▸ **EXERCISE PASSAGE**
BEGIN

Check out the cheater’s checklist Comments (0)

Relationships Center

Ask yourself these questions? Does your partner spend a lot of
time on line?

Do they have other email accounts, do they use the computer
after you have gone to bed, have they changed the passwords on
your computer, maybe they delete all incoming e-mails when they
used to accumulate.

It’s common for a cheating partner to use e-mail to communicate
with their lover. Some of the telltale signs in this category
may also be an indication of involvement in an on line or cyber
affair. Don’t take this lightly. These affairs can be as harmful
to your marriage as the real thing. Though they may not involve
sexual contact, the emotional attachment can be extremely
strong, and can quickly progress from cyberspace to physical
reality.

Does your home phone ring and when “you” answer it there’s no
one there

Illicit affairs depend on repeated contact; many of which take
place by phone. These telltale signs of infidelity are
relatively easy to find. Some people take the risk of calling
their lovers from home or having their lovers call them at home.

Check your partner’s mobile phone, look at the call log,
incoming, outgoing, missed and deleted calls. Check the
messaging, texts in and out and deleted

Does your partner have little or no interest in sex? Or have
they changed their sexual habits

Be alert for any type of changes in the frequency or the quality
of your sex life together. Most important of all: If you suspect
your partner of having an affair, take steps to protect
yourself. Do not put yourself at risk from HIV/AIDS, herpes or
other sexually transmitted diseases.

Perhaps you find birth-control pills in her medicine cabinet,
and you’ve had a vasectomy or maybe he carries condoms, and you
are on the pill.

Take a few minutes to look over your partner’s car; have they
removed the kid’s stuff or the baby seat?

The car can be a rich source of telltale signs. The glove
compartment, car seats (underneath and between), the spare tyre
well, under the sun visor, the ashtray, the side pockets or
compartments, under the floor mats and other nooks and crannies
can reveal a wealth of information .Has the passenger seat in
the car has been moved and is not in the usual position. Do
their clothes smell different, like a lover’s perfume or
aftershave?

END

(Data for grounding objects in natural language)

BEGIN

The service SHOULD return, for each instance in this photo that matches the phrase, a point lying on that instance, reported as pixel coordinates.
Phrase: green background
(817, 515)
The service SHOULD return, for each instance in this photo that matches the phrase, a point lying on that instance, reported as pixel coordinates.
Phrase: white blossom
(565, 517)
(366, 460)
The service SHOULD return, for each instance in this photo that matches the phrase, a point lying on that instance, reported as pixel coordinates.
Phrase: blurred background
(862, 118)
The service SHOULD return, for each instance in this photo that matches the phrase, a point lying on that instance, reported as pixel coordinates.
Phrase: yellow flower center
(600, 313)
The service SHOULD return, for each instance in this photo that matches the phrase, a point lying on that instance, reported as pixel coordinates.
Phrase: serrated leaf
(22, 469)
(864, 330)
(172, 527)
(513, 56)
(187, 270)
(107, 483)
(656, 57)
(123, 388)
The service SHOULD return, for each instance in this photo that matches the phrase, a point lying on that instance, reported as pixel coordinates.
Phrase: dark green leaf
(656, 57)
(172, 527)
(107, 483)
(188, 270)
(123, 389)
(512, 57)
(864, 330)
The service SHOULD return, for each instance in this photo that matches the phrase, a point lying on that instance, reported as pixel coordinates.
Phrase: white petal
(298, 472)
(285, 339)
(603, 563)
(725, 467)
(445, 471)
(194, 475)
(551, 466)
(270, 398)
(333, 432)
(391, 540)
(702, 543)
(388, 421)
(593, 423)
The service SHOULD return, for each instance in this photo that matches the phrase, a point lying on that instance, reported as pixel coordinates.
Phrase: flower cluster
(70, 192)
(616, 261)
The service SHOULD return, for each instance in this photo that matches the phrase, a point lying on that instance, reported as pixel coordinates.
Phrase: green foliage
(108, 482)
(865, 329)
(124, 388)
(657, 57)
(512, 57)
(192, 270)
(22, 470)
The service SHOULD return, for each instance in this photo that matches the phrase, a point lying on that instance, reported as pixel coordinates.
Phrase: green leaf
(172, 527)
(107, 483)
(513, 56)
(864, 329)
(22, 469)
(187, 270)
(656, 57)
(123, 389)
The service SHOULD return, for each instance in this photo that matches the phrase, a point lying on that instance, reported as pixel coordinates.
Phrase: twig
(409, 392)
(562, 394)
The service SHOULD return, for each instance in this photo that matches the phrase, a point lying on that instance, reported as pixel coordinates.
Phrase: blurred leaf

END

▸ **ACTIVITY**
In the cheater's checklist, what is it common for a cheating partner to use to communicate with their lover? The items have no connection to the text about the cheater's checklist.

▸ **EXPECTED OUTPUT**
E-mail.